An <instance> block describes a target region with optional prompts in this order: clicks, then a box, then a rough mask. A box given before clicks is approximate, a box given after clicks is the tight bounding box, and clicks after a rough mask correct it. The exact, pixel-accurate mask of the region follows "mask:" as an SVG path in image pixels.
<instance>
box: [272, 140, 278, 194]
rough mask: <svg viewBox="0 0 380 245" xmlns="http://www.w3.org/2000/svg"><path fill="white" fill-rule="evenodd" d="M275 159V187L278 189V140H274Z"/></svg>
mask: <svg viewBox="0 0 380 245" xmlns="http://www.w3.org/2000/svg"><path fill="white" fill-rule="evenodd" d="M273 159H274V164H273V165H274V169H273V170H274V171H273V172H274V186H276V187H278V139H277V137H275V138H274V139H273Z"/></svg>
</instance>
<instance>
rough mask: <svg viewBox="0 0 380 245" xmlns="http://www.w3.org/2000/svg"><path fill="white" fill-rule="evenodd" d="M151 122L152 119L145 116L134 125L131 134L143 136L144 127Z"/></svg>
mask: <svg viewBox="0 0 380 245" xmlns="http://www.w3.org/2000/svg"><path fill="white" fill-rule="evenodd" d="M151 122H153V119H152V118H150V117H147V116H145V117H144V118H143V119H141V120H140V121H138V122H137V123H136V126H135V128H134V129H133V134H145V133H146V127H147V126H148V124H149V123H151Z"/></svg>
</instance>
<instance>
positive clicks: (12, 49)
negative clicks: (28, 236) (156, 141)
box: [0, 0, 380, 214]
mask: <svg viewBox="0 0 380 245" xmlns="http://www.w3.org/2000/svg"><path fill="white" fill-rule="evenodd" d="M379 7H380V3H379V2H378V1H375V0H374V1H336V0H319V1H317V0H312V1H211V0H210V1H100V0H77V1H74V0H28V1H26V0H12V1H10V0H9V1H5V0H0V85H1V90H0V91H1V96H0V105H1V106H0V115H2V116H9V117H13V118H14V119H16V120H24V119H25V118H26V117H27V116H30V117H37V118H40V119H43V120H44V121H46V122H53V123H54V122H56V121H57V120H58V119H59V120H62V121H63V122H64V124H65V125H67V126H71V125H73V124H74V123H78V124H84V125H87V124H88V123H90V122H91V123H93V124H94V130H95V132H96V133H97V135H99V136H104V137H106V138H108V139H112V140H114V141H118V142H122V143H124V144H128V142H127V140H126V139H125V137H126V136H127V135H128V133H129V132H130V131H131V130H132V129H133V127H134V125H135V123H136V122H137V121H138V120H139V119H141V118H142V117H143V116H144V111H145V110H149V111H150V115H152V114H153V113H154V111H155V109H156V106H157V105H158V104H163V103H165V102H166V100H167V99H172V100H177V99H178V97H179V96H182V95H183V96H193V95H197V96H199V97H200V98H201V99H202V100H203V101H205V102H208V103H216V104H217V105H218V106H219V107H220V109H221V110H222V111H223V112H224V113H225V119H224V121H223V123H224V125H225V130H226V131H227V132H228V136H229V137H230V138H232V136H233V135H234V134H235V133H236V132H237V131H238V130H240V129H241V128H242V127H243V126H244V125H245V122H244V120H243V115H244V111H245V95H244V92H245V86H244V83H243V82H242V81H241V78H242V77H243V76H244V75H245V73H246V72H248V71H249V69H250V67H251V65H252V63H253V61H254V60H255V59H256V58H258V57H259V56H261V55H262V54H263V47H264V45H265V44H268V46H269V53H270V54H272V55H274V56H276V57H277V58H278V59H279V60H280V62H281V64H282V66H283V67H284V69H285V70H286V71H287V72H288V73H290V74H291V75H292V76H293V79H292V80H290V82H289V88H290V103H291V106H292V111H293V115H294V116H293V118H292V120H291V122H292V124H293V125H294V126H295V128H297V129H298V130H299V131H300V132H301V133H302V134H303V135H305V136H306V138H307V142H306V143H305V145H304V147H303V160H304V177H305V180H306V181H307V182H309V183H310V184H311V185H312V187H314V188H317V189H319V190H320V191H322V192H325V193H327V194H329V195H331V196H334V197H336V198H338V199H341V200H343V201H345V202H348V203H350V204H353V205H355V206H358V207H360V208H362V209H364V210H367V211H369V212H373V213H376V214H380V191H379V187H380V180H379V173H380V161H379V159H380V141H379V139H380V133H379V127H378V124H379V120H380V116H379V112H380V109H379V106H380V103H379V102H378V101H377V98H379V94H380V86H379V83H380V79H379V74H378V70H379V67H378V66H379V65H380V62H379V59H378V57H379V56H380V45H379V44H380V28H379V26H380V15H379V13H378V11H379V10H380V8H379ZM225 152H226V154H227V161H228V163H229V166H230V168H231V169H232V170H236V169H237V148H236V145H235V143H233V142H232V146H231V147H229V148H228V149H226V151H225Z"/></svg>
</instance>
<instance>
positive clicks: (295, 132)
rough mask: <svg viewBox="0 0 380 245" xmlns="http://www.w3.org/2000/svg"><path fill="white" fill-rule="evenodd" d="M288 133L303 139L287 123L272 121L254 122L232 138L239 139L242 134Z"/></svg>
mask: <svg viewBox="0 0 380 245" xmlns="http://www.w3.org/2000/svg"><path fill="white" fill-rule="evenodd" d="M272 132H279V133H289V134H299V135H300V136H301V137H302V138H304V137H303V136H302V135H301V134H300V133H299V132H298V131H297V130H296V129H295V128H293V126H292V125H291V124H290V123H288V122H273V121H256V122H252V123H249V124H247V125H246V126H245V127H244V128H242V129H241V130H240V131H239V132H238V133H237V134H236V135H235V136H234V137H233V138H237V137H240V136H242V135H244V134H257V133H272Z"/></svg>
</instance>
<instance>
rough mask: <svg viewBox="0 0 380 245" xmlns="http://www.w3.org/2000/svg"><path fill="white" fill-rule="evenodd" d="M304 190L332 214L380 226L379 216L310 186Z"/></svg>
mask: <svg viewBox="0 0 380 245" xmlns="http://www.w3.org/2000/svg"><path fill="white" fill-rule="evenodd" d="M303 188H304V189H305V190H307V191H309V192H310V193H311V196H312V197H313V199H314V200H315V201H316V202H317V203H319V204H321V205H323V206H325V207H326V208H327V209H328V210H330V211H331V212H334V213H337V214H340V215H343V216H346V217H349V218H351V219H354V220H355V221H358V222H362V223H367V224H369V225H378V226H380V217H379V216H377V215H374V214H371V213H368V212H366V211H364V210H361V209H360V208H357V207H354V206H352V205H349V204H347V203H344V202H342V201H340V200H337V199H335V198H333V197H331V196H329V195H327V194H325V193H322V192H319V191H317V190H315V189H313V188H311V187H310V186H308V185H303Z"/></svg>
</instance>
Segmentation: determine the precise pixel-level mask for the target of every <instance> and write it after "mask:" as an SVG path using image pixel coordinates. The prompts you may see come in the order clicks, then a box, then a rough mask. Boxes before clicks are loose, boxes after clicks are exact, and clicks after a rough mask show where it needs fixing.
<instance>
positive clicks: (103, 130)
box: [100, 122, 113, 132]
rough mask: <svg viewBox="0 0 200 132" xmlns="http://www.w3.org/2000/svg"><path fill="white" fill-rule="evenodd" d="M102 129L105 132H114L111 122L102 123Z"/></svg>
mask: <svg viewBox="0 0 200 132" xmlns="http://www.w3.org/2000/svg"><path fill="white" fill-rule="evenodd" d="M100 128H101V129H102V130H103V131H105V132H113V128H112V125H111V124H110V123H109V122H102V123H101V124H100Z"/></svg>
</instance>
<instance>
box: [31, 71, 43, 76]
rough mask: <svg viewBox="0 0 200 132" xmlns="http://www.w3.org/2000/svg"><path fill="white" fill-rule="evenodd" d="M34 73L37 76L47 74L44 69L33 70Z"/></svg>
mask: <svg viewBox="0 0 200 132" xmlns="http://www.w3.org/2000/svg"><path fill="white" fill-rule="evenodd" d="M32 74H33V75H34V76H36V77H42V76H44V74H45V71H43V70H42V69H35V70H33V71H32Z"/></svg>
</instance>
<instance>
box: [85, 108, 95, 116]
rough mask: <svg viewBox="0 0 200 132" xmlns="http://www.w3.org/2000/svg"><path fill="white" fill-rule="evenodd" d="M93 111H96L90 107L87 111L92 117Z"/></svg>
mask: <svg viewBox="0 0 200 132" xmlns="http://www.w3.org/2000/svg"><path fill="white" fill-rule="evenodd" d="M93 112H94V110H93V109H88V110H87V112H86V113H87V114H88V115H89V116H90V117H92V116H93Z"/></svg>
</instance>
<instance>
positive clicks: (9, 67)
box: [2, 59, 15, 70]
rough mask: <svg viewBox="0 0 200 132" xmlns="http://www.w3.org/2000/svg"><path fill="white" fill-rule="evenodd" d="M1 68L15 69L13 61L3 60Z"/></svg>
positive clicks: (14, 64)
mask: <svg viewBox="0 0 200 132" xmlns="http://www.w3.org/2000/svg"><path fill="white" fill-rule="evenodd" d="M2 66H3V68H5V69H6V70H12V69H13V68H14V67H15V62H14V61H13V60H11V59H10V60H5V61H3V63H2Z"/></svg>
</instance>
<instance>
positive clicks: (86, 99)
☆ ☆ ☆ ☆ ☆
- ABOUT THIS EXERCISE: Lines in the data that hold "exact" must be located and copied.

- YOUR RESPONSE:
An <instance> block describes a target region with optional prompts in this order: clicks, then a box, then a rough mask. A box given before clicks is approximate, a box given after clicks is the tight bounding box, and clicks after a rough mask correct it. The exact, pixel-accurate mask of the region follows "mask:" as an SVG path in image pixels.
Segmentation: determine the precise pixel-level mask for the target of every <instance> and write it after "mask:" as an SVG path using image pixel coordinates. The prompts you may see come in the order clicks, then a box, then a rough mask. Boxes before clicks are loose, boxes after clicks are exact, and clicks after a rough mask show where it needs fixing.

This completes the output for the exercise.